*Task goal*. Write out the records that appear below, verbatim and complete, but without pictures.

--- START ---

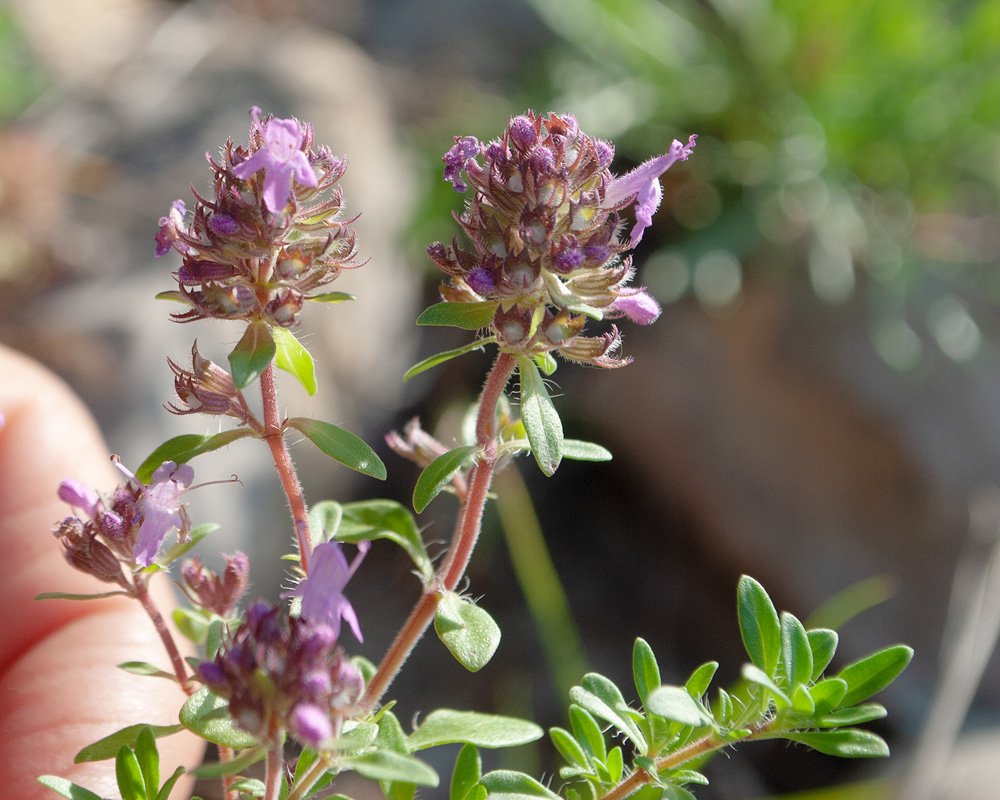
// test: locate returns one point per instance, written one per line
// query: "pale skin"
(59, 687)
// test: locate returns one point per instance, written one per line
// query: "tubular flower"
(269, 236)
(322, 592)
(283, 673)
(544, 222)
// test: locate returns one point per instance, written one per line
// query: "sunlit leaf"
(438, 474)
(468, 316)
(294, 359)
(340, 445)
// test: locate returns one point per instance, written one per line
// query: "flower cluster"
(127, 529)
(281, 672)
(544, 224)
(272, 234)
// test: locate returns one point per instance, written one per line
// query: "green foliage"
(540, 418)
(340, 445)
(785, 697)
(137, 766)
(253, 353)
(469, 632)
(468, 316)
(294, 359)
(181, 449)
(439, 473)
(207, 715)
(369, 520)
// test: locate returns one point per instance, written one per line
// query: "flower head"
(284, 673)
(322, 592)
(282, 160)
(545, 227)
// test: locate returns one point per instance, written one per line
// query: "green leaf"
(569, 748)
(252, 354)
(438, 474)
(148, 758)
(340, 445)
(872, 674)
(446, 726)
(468, 770)
(167, 787)
(331, 297)
(146, 669)
(585, 451)
(645, 670)
(440, 358)
(468, 316)
(588, 733)
(129, 777)
(181, 449)
(386, 765)
(294, 359)
(541, 421)
(207, 715)
(855, 715)
(234, 767)
(823, 643)
(796, 652)
(385, 519)
(67, 789)
(467, 631)
(846, 743)
(697, 685)
(676, 704)
(193, 623)
(754, 674)
(601, 697)
(827, 694)
(759, 625)
(505, 784)
(70, 596)
(108, 747)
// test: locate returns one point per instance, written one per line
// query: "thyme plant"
(547, 231)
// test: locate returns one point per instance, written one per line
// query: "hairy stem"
(467, 528)
(275, 766)
(177, 663)
(641, 777)
(275, 438)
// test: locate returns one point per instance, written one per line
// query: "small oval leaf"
(294, 359)
(467, 631)
(446, 726)
(468, 316)
(438, 474)
(340, 445)
(252, 354)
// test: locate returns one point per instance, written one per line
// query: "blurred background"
(818, 406)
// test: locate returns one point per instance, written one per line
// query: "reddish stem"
(274, 435)
(467, 528)
(142, 595)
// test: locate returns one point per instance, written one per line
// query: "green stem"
(275, 437)
(467, 528)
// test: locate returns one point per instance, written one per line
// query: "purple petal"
(79, 496)
(639, 307)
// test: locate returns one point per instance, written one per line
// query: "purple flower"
(639, 307)
(171, 226)
(282, 160)
(159, 507)
(322, 592)
(643, 183)
(79, 496)
(465, 149)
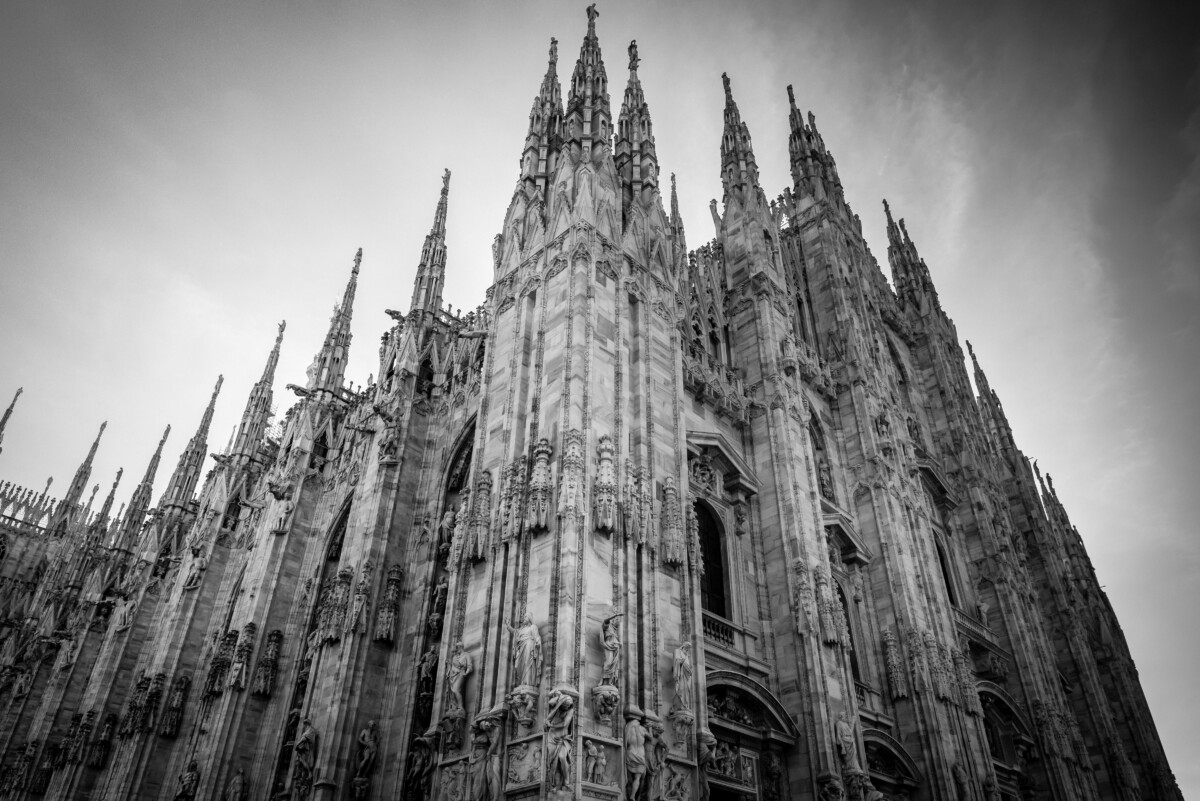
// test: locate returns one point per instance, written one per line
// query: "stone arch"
(891, 768)
(751, 734)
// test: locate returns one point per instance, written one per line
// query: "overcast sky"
(178, 178)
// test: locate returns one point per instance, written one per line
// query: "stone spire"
(431, 272)
(739, 170)
(69, 507)
(107, 507)
(637, 162)
(139, 503)
(7, 414)
(545, 136)
(258, 407)
(328, 369)
(910, 276)
(588, 119)
(187, 471)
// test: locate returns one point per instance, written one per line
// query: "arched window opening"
(713, 595)
(337, 536)
(319, 451)
(850, 627)
(233, 513)
(946, 574)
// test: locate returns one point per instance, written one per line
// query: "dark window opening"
(712, 584)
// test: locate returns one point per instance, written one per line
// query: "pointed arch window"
(713, 583)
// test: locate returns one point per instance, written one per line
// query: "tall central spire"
(588, 119)
(139, 503)
(258, 407)
(187, 471)
(328, 369)
(637, 162)
(739, 172)
(7, 413)
(431, 273)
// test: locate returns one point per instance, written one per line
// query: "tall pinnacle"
(139, 503)
(328, 369)
(7, 413)
(588, 119)
(739, 172)
(431, 272)
(258, 407)
(545, 136)
(635, 157)
(187, 471)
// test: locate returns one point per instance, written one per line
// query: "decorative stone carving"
(636, 763)
(605, 487)
(610, 640)
(461, 667)
(683, 674)
(522, 703)
(268, 667)
(389, 608)
(219, 668)
(239, 672)
(238, 789)
(570, 497)
(672, 543)
(847, 744)
(173, 716)
(479, 538)
(525, 764)
(526, 652)
(559, 721)
(894, 662)
(304, 760)
(357, 621)
(605, 699)
(189, 782)
(369, 750)
(485, 758)
(97, 754)
(540, 488)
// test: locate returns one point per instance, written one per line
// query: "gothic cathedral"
(651, 524)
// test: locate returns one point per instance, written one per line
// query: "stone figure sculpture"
(683, 673)
(610, 638)
(456, 676)
(559, 717)
(189, 782)
(526, 652)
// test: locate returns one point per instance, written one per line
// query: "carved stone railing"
(972, 627)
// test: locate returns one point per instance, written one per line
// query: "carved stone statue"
(610, 639)
(189, 782)
(847, 747)
(196, 571)
(369, 748)
(559, 718)
(635, 754)
(456, 676)
(238, 788)
(304, 759)
(526, 652)
(684, 685)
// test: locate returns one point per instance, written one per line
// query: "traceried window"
(713, 592)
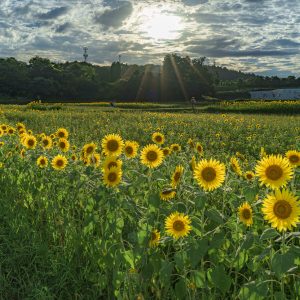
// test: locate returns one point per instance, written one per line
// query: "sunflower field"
(111, 204)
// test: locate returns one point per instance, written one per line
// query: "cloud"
(53, 13)
(115, 17)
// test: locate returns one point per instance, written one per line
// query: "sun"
(159, 25)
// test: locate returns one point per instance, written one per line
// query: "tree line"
(177, 79)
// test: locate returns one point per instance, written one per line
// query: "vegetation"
(76, 223)
(178, 79)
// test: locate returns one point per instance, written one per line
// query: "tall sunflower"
(210, 174)
(294, 157)
(151, 156)
(112, 144)
(154, 238)
(274, 171)
(178, 225)
(281, 209)
(176, 176)
(112, 177)
(42, 162)
(158, 138)
(59, 162)
(245, 214)
(130, 149)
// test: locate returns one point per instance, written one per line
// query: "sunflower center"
(59, 162)
(129, 150)
(246, 214)
(158, 138)
(30, 142)
(178, 225)
(209, 174)
(112, 177)
(294, 158)
(282, 209)
(152, 156)
(274, 172)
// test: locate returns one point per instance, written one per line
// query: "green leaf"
(180, 289)
(220, 279)
(281, 263)
(269, 233)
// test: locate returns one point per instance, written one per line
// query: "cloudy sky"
(261, 36)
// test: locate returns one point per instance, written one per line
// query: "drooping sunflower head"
(89, 149)
(111, 161)
(249, 175)
(235, 166)
(46, 142)
(112, 144)
(130, 149)
(176, 176)
(281, 209)
(245, 214)
(154, 238)
(175, 147)
(158, 138)
(59, 162)
(112, 177)
(152, 156)
(210, 174)
(63, 145)
(42, 162)
(199, 148)
(167, 194)
(62, 133)
(178, 225)
(294, 157)
(30, 141)
(274, 171)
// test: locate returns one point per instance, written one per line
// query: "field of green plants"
(210, 210)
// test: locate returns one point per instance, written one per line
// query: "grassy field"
(66, 234)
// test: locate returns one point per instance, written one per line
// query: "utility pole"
(85, 55)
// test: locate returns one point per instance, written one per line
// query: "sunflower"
(112, 144)
(130, 149)
(199, 148)
(249, 175)
(30, 141)
(112, 161)
(152, 156)
(235, 165)
(46, 142)
(191, 143)
(63, 144)
(281, 209)
(42, 162)
(177, 225)
(175, 147)
(176, 176)
(59, 162)
(158, 138)
(294, 157)
(274, 171)
(166, 151)
(210, 174)
(245, 214)
(112, 177)
(62, 133)
(89, 149)
(154, 238)
(167, 194)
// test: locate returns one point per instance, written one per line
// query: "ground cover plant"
(103, 204)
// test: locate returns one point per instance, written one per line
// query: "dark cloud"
(115, 17)
(53, 13)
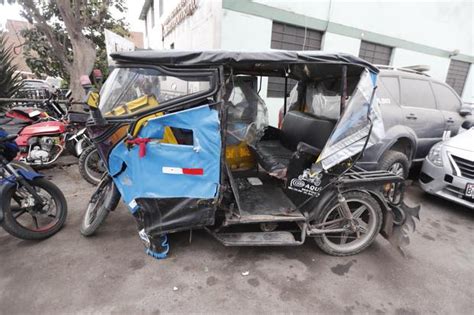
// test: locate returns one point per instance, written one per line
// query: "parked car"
(417, 112)
(448, 170)
(35, 89)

--- END ---

*Task result*.
// test: locate returns one point per instance, written one per line
// query: "pale skin"
(59, 687)
// test: locate returns one point per instance, written one per line
// query: "tubular flower"
(269, 236)
(322, 592)
(283, 673)
(544, 222)
// test: locate returns one point per instance, written one per line
// query: "sunlit leaf"
(438, 474)
(468, 316)
(294, 359)
(340, 445)
// test: locate returns one point per instance, written one per line
// query: "flower cluster"
(127, 529)
(281, 672)
(544, 224)
(272, 234)
// test: locate returns one point per instance, written one per line
// query: "green foliage"
(540, 418)
(340, 445)
(785, 697)
(137, 766)
(253, 353)
(469, 632)
(468, 316)
(294, 359)
(181, 449)
(439, 473)
(207, 715)
(369, 520)
// test: locate returns one point per instance, written one per line
// query: "flower head"
(284, 673)
(322, 592)
(282, 160)
(545, 227)
// test: locate returns one point per instance, written one per line
// query: "green leaf"
(569, 748)
(252, 354)
(438, 474)
(148, 758)
(340, 445)
(872, 674)
(446, 726)
(468, 770)
(167, 787)
(331, 297)
(146, 669)
(585, 451)
(645, 670)
(440, 358)
(468, 316)
(588, 733)
(129, 777)
(181, 449)
(386, 765)
(294, 359)
(541, 421)
(207, 715)
(855, 715)
(234, 767)
(823, 643)
(796, 652)
(385, 519)
(67, 789)
(467, 631)
(846, 743)
(697, 685)
(676, 704)
(193, 623)
(754, 674)
(601, 697)
(827, 694)
(759, 625)
(505, 784)
(70, 596)
(108, 747)
// test: locate returns one point per instance, written one per line
// query: "thyme plant"
(547, 231)
// test: locate returns one point per instance, written one per line
// query: "hairy stem"
(467, 528)
(275, 766)
(177, 663)
(641, 777)
(275, 438)
// test: locate returns one point per instance, written one per line
// query: "small oval leaf"
(294, 359)
(467, 631)
(446, 726)
(468, 316)
(438, 474)
(340, 445)
(252, 354)
// test: locate returns one point per instance, written one per line
// query: "blurred background"
(818, 406)
// test: locate returns one point per instance, written one per line
// query: "reddish stem"
(274, 435)
(467, 528)
(142, 595)
// test: locate returns one point per instance, written one per line
// query: "green stem"
(275, 437)
(467, 528)
// test: locate returns one point per instance, written one per line
// query: "purple petal"
(79, 496)
(639, 307)
// test: locate returns one point per instance, written one per line
// query: "purple flower"
(639, 307)
(171, 226)
(282, 160)
(159, 507)
(322, 592)
(643, 183)
(79, 496)
(465, 149)
// test: locate returns one point per instance, written one per line
// query: "stone arch"
(891, 768)
(751, 734)
// test: locate returns one point per instance, written one per line
// query: "overcast sky"
(178, 178)
// test: locate returns one point per instance, written one per line
// query: "stone spire"
(431, 272)
(739, 170)
(69, 507)
(107, 507)
(637, 162)
(139, 503)
(7, 414)
(545, 136)
(258, 407)
(328, 369)
(910, 276)
(588, 119)
(187, 471)
// test: locate returns one point per instance, written one per line
// query: "arched window opening"
(713, 595)
(337, 536)
(319, 451)
(850, 627)
(233, 513)
(946, 574)
// test: locate returns one point per instance, written one per line
// query: "dark window opening"
(712, 584)
// test: locate returns one point per instance, written one per line
// query: "pointed arch window"
(713, 583)
// test: locate returns one point per instance, written one per line
// query: "tall central spire"
(588, 119)
(139, 503)
(258, 407)
(187, 471)
(328, 369)
(637, 162)
(739, 172)
(7, 413)
(431, 273)
// test: locate returns one point per instance, written one per line
// query: "tall pinnacle"
(139, 503)
(328, 369)
(7, 413)
(588, 119)
(739, 172)
(431, 272)
(258, 407)
(545, 136)
(635, 157)
(187, 471)
// test: locate returns one point per instance, written one per line
// query: "decorative stone carving"
(636, 763)
(605, 487)
(610, 640)
(461, 667)
(683, 674)
(522, 703)
(268, 667)
(389, 608)
(219, 668)
(239, 672)
(238, 789)
(570, 497)
(672, 543)
(847, 744)
(173, 716)
(479, 538)
(525, 764)
(526, 652)
(559, 721)
(894, 662)
(304, 760)
(357, 621)
(605, 699)
(189, 782)
(369, 750)
(485, 758)
(97, 754)
(540, 488)
// test: locate returns one point per instance, written one per line
// query: "gothic cathedral"
(651, 524)
// test: locate returns one point per instance, written one per line
// query: "stone figure sculpture"
(683, 673)
(610, 638)
(456, 676)
(559, 717)
(189, 782)
(526, 652)
// test: locate returns one point per instance, written one per line
// query: "carved stone railing"
(972, 627)
// test: locate returns one point per instance, written one per line
// query: "carved stone statue"
(610, 639)
(189, 782)
(847, 747)
(196, 571)
(369, 748)
(559, 718)
(635, 754)
(456, 676)
(238, 788)
(304, 759)
(526, 652)
(684, 685)
// test: locate returns one point per instance, written one per line
// query: "traceried window"
(713, 592)
// test: locate returns one point per instance, written one per line
// query: "sunflower field"
(111, 204)
// test: locate returns one point per instance, written one per line
// query: "cloud"
(53, 13)
(115, 17)
// test: locate returns one point per instance, written one per line
// query: "sun"
(159, 25)
// test: locate returns one point per instance, written one per line
// query: "tree line"
(177, 79)
// test: locate returns one point per instance, written one per line
// query: "vegetation"
(76, 223)
(178, 79)
// test: locate returns one point per instance, written one per line
// query: "tall sunflower"
(210, 174)
(294, 157)
(151, 156)
(112, 144)
(154, 238)
(274, 171)
(178, 225)
(281, 209)
(176, 176)
(112, 177)
(42, 162)
(158, 138)
(59, 162)
(245, 214)
(130, 149)
// test: locate returns one point per instance, written one per line
// query: "sunflower center"
(59, 162)
(129, 150)
(246, 214)
(158, 138)
(30, 142)
(178, 225)
(209, 174)
(112, 177)
(294, 158)
(282, 209)
(152, 156)
(274, 172)
// test: locate returns one point per instance, written one per line
// query: "green leaf"
(180, 289)
(220, 279)
(281, 263)
(269, 233)
// test: locate returns one point per instance, written one per line
// query: "cloudy sky"
(261, 36)
// test: locate returns one point per instance, written one per line
// query: "drooping sunflower head"
(89, 149)
(111, 161)
(249, 175)
(235, 166)
(46, 142)
(112, 144)
(130, 149)
(176, 176)
(281, 209)
(245, 214)
(154, 238)
(175, 147)
(158, 138)
(59, 162)
(112, 177)
(152, 156)
(210, 174)
(63, 145)
(42, 162)
(199, 148)
(167, 194)
(62, 133)
(178, 225)
(294, 157)
(30, 141)
(274, 171)
// test: locate returns one point per instance, written one per line
// query: "field of green plants"
(210, 210)
// test: locate returns one point per instance, written one per line
// query: "grassy field"
(66, 234)
// test: locate returns one point per instance, written one per line
// query: "utility pole"
(85, 55)
// test: locate returns one point per instance, written one per line
// query: "sunflower"
(112, 144)
(130, 149)
(199, 148)
(249, 175)
(30, 141)
(112, 161)
(152, 156)
(235, 165)
(46, 142)
(191, 143)
(63, 144)
(281, 209)
(42, 162)
(177, 225)
(175, 147)
(176, 176)
(59, 162)
(158, 138)
(294, 157)
(274, 171)
(166, 151)
(210, 174)
(245, 214)
(112, 177)
(62, 133)
(89, 149)
(154, 238)
(167, 194)
// test: locate returns one point per instance, written one per line
// query: "ground cover plant"
(103, 204)
// test: locate returns one point per instance, written one per line
// query: "dark cloud"
(115, 17)
(53, 13)
// test: locate returns one point per instance, written one per line
// query: "parked car"
(417, 112)
(448, 170)
(35, 89)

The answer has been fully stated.